Excerpts from a detection dataset:

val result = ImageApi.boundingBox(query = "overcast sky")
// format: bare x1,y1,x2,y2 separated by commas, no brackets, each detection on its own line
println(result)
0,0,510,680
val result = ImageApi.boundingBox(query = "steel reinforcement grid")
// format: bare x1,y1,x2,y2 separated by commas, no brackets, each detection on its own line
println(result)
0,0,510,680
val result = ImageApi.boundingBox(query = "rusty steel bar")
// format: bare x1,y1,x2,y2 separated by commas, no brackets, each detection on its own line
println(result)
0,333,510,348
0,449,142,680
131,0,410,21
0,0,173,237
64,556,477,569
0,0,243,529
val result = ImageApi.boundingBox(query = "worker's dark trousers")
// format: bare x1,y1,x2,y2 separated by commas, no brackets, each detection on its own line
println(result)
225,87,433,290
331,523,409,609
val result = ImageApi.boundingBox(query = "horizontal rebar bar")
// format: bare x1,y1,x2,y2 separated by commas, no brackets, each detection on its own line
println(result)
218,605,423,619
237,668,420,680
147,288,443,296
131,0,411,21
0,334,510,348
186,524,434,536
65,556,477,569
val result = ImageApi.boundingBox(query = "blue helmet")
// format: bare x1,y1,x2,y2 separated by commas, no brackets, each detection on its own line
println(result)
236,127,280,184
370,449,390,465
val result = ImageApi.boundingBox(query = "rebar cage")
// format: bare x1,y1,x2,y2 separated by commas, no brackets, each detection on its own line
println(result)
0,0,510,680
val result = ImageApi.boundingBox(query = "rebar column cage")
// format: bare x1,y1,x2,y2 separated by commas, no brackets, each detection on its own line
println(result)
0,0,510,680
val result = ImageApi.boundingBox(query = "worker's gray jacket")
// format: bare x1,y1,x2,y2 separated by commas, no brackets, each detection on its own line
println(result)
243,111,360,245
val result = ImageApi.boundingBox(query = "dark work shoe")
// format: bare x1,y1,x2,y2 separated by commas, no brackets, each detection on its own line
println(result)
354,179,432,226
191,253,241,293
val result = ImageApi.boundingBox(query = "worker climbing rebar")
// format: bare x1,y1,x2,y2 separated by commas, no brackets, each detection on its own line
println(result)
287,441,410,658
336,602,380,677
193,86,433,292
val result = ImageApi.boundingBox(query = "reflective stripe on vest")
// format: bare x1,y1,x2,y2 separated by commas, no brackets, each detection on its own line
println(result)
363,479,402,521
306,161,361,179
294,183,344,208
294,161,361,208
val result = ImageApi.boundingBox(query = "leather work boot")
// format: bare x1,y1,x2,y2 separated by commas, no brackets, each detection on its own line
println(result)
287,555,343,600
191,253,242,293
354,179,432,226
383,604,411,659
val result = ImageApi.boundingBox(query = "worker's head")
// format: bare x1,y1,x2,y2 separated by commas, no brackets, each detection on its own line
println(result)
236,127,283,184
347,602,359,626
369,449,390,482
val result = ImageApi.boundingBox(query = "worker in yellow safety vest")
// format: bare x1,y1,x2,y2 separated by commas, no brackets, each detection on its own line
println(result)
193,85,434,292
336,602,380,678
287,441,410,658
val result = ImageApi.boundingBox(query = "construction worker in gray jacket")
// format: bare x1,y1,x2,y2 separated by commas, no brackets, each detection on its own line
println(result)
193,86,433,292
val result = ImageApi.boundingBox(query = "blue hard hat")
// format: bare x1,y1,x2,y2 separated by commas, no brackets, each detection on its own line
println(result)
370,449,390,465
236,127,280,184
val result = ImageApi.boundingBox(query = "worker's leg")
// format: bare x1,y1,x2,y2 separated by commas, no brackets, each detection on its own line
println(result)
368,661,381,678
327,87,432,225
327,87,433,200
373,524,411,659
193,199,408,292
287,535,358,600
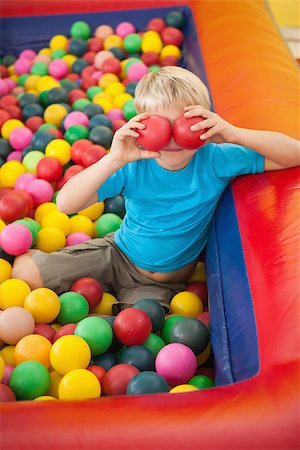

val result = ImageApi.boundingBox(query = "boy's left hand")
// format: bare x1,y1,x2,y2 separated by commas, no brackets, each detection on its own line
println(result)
184,105,238,144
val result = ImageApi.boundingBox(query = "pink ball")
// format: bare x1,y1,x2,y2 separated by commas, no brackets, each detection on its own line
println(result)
25,178,54,208
15,172,37,190
9,127,33,151
6,150,22,161
155,344,197,386
14,58,32,75
0,223,32,256
66,231,91,246
116,22,135,38
127,62,148,81
64,111,90,130
106,108,124,120
48,59,69,80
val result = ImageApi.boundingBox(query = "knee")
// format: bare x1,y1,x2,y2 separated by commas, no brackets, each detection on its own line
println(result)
12,252,43,289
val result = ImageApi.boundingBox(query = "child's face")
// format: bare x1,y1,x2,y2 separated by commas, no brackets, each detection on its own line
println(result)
150,109,197,170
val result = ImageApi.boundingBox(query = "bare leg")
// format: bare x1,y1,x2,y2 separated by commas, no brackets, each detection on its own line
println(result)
12,251,44,289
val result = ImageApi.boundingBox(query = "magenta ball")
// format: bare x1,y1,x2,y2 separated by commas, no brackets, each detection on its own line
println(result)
9,127,33,151
48,59,69,80
15,172,37,191
0,223,32,256
127,62,148,81
64,111,90,130
25,178,54,208
66,231,91,246
155,344,197,386
116,22,135,38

REQUIREMENT: Echo the lines from the start of the records through the line containing "331,523,409,609", both ends included.

WRITTEN ANSWER:
val result = ImageApi.boundingBox(query = "overcast sky")
// format: bare x1,y1,x2,y2 separated by commas, no brackets, each detection on its own line
println(result)
0,0,510,680
val result = ImageApi.boundingBox(query = "steel reinforcement grid")
// format: bare x1,y1,x2,y2 separated by commas, no brackets, each detection on its own line
println(result)
0,0,510,680
val result = ImageApi.boundingBox(query = "rusty steel bar")
// format: bare x1,y1,x2,y2 separated by commas, no brackets, each detection on its own line
println(result)
0,333,510,348
0,449,142,680
131,0,410,21
0,0,173,237
64,556,477,569
0,0,243,529
val result = ImageApi.boundingBox(query = "worker's dark trousers")
// format: bare x1,y1,x2,y2 separated by commas, no brackets, each detection on its own line
println(result)
225,87,433,290
331,523,409,609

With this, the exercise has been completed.